**WHAT YOU NEED TO DO:**
Copy every line of the material below word for word.

**INFORMATION SUPPLIED:**

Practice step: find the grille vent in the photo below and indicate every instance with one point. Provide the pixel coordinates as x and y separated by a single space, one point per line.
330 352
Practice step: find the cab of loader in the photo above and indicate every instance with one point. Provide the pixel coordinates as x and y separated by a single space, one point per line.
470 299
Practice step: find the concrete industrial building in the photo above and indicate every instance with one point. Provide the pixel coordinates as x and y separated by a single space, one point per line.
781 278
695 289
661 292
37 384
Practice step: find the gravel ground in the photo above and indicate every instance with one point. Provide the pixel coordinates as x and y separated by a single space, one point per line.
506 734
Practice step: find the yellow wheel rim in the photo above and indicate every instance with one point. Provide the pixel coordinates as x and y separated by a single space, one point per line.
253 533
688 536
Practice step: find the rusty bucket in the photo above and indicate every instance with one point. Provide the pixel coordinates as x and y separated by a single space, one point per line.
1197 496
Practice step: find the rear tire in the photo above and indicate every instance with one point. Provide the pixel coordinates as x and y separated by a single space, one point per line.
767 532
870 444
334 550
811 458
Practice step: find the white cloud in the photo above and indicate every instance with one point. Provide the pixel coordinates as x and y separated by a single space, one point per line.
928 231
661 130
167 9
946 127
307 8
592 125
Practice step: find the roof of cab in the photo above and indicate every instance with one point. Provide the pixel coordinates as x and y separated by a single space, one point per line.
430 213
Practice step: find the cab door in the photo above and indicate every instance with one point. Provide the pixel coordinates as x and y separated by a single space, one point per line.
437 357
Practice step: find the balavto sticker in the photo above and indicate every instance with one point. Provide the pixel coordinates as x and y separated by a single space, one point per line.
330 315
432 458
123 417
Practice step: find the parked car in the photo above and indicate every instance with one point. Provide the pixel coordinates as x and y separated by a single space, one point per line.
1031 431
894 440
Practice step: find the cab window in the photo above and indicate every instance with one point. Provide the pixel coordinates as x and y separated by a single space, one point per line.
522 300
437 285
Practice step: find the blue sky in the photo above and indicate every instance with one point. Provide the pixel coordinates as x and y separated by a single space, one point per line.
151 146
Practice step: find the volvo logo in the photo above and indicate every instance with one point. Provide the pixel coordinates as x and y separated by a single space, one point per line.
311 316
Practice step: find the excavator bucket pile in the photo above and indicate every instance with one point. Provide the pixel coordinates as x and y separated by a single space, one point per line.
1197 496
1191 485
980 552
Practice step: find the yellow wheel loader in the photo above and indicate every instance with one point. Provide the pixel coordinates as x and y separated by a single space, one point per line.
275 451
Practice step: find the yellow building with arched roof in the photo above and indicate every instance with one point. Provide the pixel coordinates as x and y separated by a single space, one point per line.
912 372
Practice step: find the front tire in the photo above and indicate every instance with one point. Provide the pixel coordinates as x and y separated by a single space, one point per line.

**WRITTEN RESPONSE:**
Practice step: find the grille vent in the photo below and indicate every instance with one point. Provide the pixel coordinates as x and y separated by a single space, one point per line.
330 352
Practice step: find the cab of loader in the photo above and indicate every instance with one point. Provide the pixel coordinates as x and y separated by a single space, one point per line.
470 299
Practice step: find the concrete industrial building in the photo above and indicate every instance with one point. Provide the pixel coordinates as x and y separated by a single space, one point per line.
781 278
695 289
661 292
37 384
Practice step: find the gravel ground in the photo above and indicate every instance with one point. Provide the pixel coordinates as x and y separated by a single space, one point per line.
506 734
Practice step: find the yellow wheel rim in the photo above and indicate every instance with one point. Provide the pixel coordinates as x and y separated by a single space, one point per line.
253 533
688 536
Practice step: find the rusty bucket in the photo above and indicate every instance with one point. Provide the pixel coordinates as x and y separated by a single space, one point per line.
1197 496
Practice step: find the rear tire in the photo above and indicate every instance with one point. Provide the pixel coordinates as x and y separated by a single space, one point per line.
767 532
870 444
334 550
811 458
Practice step: find the white cloud in the photo above and indicate every instance with one point. Provide the pixel coordinates as x and y separated by a single space, one point per line.
928 231
661 130
167 9
946 127
307 8
592 125
Practice step: find the roof of cab in the photo above and indicate every instance with one point. Provide the pixel coordinates as x and y separated by a single space, one point per line.
430 213
Practice step: find the cab door in the photo above and indicate every instance with one point. Provide the pixel coordinates as x and y separated by a single space, one point per line.
437 357
Practice step: find the balavto sticker in the photo above and indicate every instance with one point. Provide the pixel coordinates as x and y separated by a single space, one point per line.
330 315
432 458
123 417
Practice step: find the parked car in the photo above and indicate every instance with one point. Provide the pixel coordinates as x and y separated by a single space, one point per line.
1031 431
894 440
Practice step: find the cab window in the photo above and indicate every instance with one point. Provide the pixel coordinates as x and y separated by a single space, one point per line.
522 300
437 285
Practice step: find the blue sky in the photo above and indicate every instance with one point. Provide the pixel coordinates as x and y separated by a single space, one point per line.
151 146
Practice step: find the volvo logo in the photo above and indicate every instance with one point. Provide the pixel coordinates as x and y separated by a single space, one point per line.
311 316
Practice step: find the excavator bucket pile in the photo above and indicate every instance with one point. Provide the pixel coordinates as x and y separated by a single space, one point per line.
1197 496
1191 485
980 552
Practice step: find the yellow wheel loader in the photo above and indicate every instance with one point. Provide the pixel coordinates as x and y separated by a single space, one point per line.
275 451
Practice step: find the yellow building with arched roof in the photo above and indicate every instance with one point. Provide the pixel coordinates as x and y separated by a single space, one point per line.
912 372
Practice step: find the front tire in the photo above and indicate every instance with one point. Provide the pixel coordinates as x and y separated by a single space, one point per line.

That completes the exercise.